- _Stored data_
*** Block opens ***
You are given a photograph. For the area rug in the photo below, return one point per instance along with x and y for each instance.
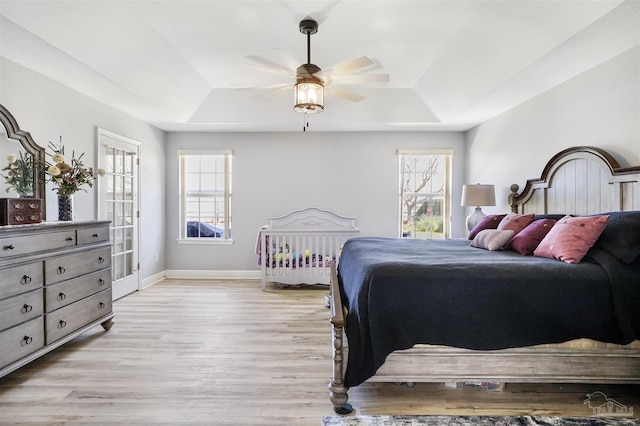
(473, 420)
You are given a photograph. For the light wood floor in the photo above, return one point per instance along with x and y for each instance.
(213, 352)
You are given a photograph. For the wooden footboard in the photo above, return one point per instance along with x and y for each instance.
(337, 391)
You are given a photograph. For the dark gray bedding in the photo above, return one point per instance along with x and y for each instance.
(403, 292)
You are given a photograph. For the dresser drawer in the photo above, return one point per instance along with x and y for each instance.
(66, 292)
(76, 315)
(20, 211)
(20, 279)
(21, 340)
(62, 268)
(21, 308)
(27, 244)
(93, 235)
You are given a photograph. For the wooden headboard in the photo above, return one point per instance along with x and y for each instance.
(581, 180)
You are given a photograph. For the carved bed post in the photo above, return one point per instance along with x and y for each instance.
(513, 196)
(337, 391)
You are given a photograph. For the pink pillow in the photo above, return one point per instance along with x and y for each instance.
(571, 238)
(492, 239)
(487, 222)
(515, 222)
(528, 239)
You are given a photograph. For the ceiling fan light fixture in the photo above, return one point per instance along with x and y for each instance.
(309, 97)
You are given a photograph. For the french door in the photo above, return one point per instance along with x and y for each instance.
(118, 202)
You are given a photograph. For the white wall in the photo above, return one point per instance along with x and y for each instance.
(49, 110)
(351, 173)
(600, 107)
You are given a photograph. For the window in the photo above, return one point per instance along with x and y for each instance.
(205, 195)
(425, 194)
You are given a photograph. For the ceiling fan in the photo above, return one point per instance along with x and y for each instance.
(310, 80)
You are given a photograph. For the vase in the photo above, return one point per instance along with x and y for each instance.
(65, 207)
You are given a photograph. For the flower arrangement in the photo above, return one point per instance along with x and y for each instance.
(19, 174)
(69, 178)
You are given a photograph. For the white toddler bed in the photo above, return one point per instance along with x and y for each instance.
(298, 248)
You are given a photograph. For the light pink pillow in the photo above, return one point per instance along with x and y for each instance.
(571, 238)
(492, 239)
(488, 222)
(515, 222)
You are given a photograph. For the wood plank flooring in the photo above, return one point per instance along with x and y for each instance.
(224, 352)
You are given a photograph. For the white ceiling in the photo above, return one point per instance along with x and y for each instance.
(184, 65)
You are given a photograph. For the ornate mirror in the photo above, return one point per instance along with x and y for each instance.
(18, 150)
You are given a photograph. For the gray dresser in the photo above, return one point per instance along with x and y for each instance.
(55, 283)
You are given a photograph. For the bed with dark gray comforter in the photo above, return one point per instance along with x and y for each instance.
(401, 292)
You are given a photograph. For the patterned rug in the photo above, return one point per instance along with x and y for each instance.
(473, 420)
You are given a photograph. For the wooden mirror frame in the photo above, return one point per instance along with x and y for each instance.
(29, 145)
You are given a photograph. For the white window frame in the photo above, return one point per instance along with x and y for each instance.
(183, 239)
(446, 214)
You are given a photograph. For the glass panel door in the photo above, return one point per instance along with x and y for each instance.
(119, 159)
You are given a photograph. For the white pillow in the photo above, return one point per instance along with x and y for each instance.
(492, 239)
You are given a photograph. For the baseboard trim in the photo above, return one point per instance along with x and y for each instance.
(212, 275)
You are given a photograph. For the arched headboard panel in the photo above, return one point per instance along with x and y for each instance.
(580, 180)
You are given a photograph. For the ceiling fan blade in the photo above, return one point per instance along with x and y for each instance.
(361, 78)
(270, 66)
(347, 94)
(353, 65)
(267, 86)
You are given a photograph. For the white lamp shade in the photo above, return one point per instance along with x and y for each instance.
(478, 195)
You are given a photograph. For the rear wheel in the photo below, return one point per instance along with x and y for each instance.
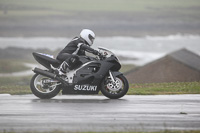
(115, 90)
(44, 87)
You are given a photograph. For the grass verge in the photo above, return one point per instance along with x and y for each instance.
(166, 131)
(165, 88)
(20, 85)
(9, 66)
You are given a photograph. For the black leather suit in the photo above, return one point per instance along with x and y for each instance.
(75, 48)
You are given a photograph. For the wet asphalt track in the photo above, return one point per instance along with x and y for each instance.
(97, 113)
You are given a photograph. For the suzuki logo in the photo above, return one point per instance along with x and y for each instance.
(85, 87)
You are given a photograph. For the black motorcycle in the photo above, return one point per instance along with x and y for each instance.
(94, 74)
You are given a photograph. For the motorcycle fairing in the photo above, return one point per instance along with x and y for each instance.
(88, 79)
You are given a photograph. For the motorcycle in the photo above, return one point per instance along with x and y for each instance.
(95, 74)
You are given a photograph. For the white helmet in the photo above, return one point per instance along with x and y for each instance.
(88, 36)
*** Block closes ***
- _Directions_
Exclude every picture, then reproduce the remaining data character for character.

- _Result of this task_
You are given a photograph. For the area rug in the photo below, return one point per instance along with x and y for each instance.
(473, 420)
You are given a photograph. For the light wood floor in the photo above, return one point per instance along with x and y for each instance.
(213, 352)
You are given a photograph. For the wooden footboard in the photo above, return one point per instance along with x and y for each instance.
(337, 391)
You are given a photograph. For the dark gray bedding in the photo above, return one point per instance along with x and y for each instance.
(403, 292)
You are given a photograph. For the dresser drawer in the photo above, return one point per instance along with x and y for each instance.
(66, 292)
(76, 315)
(20, 211)
(20, 279)
(21, 340)
(62, 268)
(21, 308)
(27, 244)
(93, 235)
You are given a photograph. For the wooden headboard in the photo above, return one point per instance along with x and y for each instance.
(581, 180)
You are given a photograph. For the carved bed post in the photo above, return one point per instance along with x and y for each instance.
(513, 196)
(337, 391)
You are given a photograph. For the pink pillow in the photo above, return one point per instance along with x and y for each instance.
(571, 238)
(492, 239)
(487, 222)
(515, 222)
(528, 239)
You are given a photograph. For the ceiling fan light fixture in the photo above, return one point per instance along with x and y for each instance.
(309, 97)
You are given a photograph. For the french door in the photo above, return one point per instance along with x and y for each instance.
(118, 202)
You are given a photograph. For the white wall in the photo above, return one point per instance along with x and y for each instance.
(49, 110)
(351, 173)
(600, 107)
You are given a photograph. For the window in the photo above, return one point per instance along with x and y for each instance.
(205, 195)
(425, 194)
You are given a photograph. For the ceiling fan in the photo above, return one point per instance along with x and y for each instance.
(310, 80)
You are given a photograph. For the vase in the photo above, return one point per instance along with x and y for each instance.
(65, 207)
You are given a photograph. For the flower arrangement in the photo above, return one point per instance along with x and y for each instance.
(19, 174)
(69, 178)
You are given a photograph. For the white toddler bed in the photo above, return one point per instance along with x and y for each instance.
(298, 248)
You are given a photograph. For the light pink pillow in the photo above, return one point per instance along with x and y for each instance.
(571, 238)
(492, 239)
(488, 222)
(515, 222)
You are given a photograph. For the wood plank flooring in the photo above, return one point per instance along with x and y for each instance.
(224, 352)
You are given a photograph. For the white ceiling in the photo above, return one point per instance along with x and y for each instance.
(184, 65)
You are given a photograph. For the ornate mirror in the photo above, return one point per instance along with x and y for each instance.
(18, 150)
You are given a photograph. For the gray dresser in the photo above, return one point per instance along with x and y for each instance.
(55, 283)
You are given a photograph. For the bed with dark gray comforter in the photo above, return one point per instance along with x and y for each instance.
(401, 292)
You are given a photograph. For the patterned rug in the photo above, return one point per instance along with x and y for each instance.
(473, 420)
You are given a photograph. For the wooden mirror frame in the photo above, return one point per instance along with x and y for each instance.
(29, 145)
You are given a photograph. For the white window frame in the photo above, return one point per instance along with x and y for each instance.
(183, 239)
(446, 214)
You are given a photograph. For the glass panel door in the photo above, return one point per instance along with x and y for each instance.
(119, 159)
You are given a photograph. For the white pillow in the photo above, return one point per instance along with x and y for each instance.
(492, 239)
You are given a photograph. For the baseboard trim in the photo above, return one point per instance along with x and y for each instance.
(212, 275)
You are given a photograph. For the arched headboard panel in the photo above, return one point per instance along with x and y for each instance.
(580, 180)
You are given a photograph. For the ceiling fan blade in the photo above, return one point per instance along with x and y for each instance.
(361, 78)
(270, 66)
(347, 94)
(353, 65)
(267, 86)
You are given a photograph. For the white lamp shade in the photo above, return one point per instance along with x and y for each instance.
(478, 195)
You are given a photograph. For the rear wheel in the photo below, return one point per instance along with x and y for each instance.
(115, 90)
(44, 87)
You are given a photograph. For the grass verge in the photo above, return one point per instance along with x and y for each instance.
(166, 131)
(165, 88)
(20, 85)
(9, 66)
You are given a photograph. For the black leather suit in the photo above, return one point per instance along with x and y for each instance.
(75, 48)
You are given a photograph. For the wet asphalt track in the photo above, return one point per instance along with x and y for each instance.
(97, 113)
You are given a photograph. For the suzuki logo in the photo above, return one point per instance along with x and y for each instance.
(85, 87)
You are given a photograph. For the black motorcycle in the photo above, return one point per instance along with x and y for each instance.
(94, 74)
You are given a photograph. For the motorcycle fairing in the photo above, return one point per instance along with x and y for each instance.
(88, 79)
You are given a photograph. For the motorcycle in the photo above, return one point per instance along with x and y for each instance.
(95, 74)
You are given a photograph. For the white helmet in the photo above, return one point per instance along with x and y for each instance.
(88, 36)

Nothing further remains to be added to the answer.